* _Records excerpted from a collection_

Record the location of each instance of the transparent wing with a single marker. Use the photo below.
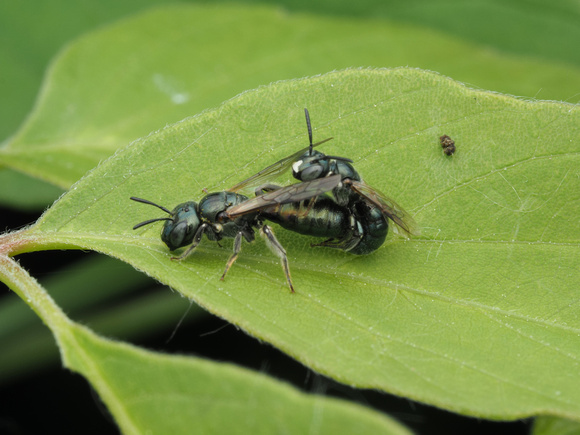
(277, 168)
(293, 193)
(389, 207)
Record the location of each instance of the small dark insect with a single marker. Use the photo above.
(309, 164)
(448, 145)
(230, 214)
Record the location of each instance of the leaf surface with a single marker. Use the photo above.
(152, 393)
(167, 64)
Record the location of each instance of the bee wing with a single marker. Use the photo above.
(277, 168)
(390, 208)
(293, 193)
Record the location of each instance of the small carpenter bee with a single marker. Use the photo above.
(363, 202)
(230, 214)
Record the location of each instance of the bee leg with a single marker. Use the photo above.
(277, 249)
(237, 249)
(196, 239)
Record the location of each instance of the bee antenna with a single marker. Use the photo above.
(145, 201)
(342, 159)
(309, 128)
(151, 221)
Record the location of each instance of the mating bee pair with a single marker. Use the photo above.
(354, 217)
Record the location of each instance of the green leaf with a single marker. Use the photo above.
(153, 393)
(470, 316)
(163, 66)
(26, 193)
(86, 290)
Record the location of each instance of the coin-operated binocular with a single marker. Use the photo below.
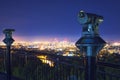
(90, 33)
(8, 41)
(90, 23)
(90, 43)
(8, 37)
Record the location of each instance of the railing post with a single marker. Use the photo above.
(90, 42)
(8, 41)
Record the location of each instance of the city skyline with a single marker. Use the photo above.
(38, 19)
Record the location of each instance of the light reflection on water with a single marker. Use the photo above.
(44, 60)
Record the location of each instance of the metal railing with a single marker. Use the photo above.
(46, 67)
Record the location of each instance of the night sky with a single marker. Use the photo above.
(37, 19)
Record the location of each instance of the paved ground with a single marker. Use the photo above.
(3, 77)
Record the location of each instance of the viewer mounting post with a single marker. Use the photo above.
(8, 41)
(90, 42)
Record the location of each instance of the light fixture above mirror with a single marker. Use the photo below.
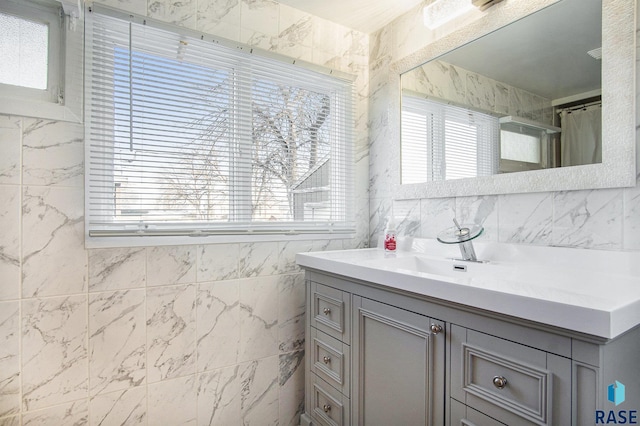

* _Your objective_
A word-for-word transcript of the entries above is needed, with pictures removed.

* _Written answer_
Record the location of each instance of the transparent wing with a single marker. Use the photo below.
(277, 168)
(293, 193)
(389, 207)
Record the location of each instance of the small dark insect with a single marker. Use the photo above.
(309, 164)
(448, 145)
(230, 214)
Record the location of each instance of the leaf surface with a single marker. Use the photo above.
(152, 393)
(167, 64)
Record the location of each instance of the bee wing with a single marker. Use the photo above.
(277, 168)
(390, 208)
(293, 193)
Record the location of each instance of the small carpenter bee with a single marker. Use the photo above.
(363, 202)
(230, 214)
Record the location of each instance of the bee leg with a single marker. Use the photo above.
(277, 249)
(237, 249)
(196, 239)
Record the location of each instance of the bee antenna with a single marker. Use the photo above.
(145, 201)
(342, 159)
(309, 128)
(151, 221)
Record the location of each instance of the mating bee pair with a single marker. Use the photo above.
(354, 217)
Record the location of each instance of the green leaf with a single marker. Use the photo above.
(153, 393)
(470, 316)
(163, 66)
(26, 193)
(86, 290)
Record the location of each instance of the coin-operated binocular with a single marker. Use the photo below.
(90, 33)
(8, 41)
(90, 23)
(90, 43)
(8, 37)
Record the location of each instance of the railing post with a single marker. Use the photo above.
(90, 42)
(8, 41)
Record the location of each instance of the city skyline with a single marker. Use the photo above.
(38, 19)
Record the location of each instance of the light reflection on water with a single marker. Use the photo above.
(44, 60)
Record the location of each instance of the metal railing with a single marker. Use the photo above.
(46, 67)
Record the location of each instance of the night sky with a single marker. Use the photo above.
(37, 19)
Record the location of each instance of the paved ground with a single marker. Use the photo above.
(3, 77)
Record the location of each instance of the viewer mounting post with a single marker. Use the photo above.
(8, 41)
(90, 42)
Record the location of each instance of the light fixture above mirror with a single marker. Use the photo below.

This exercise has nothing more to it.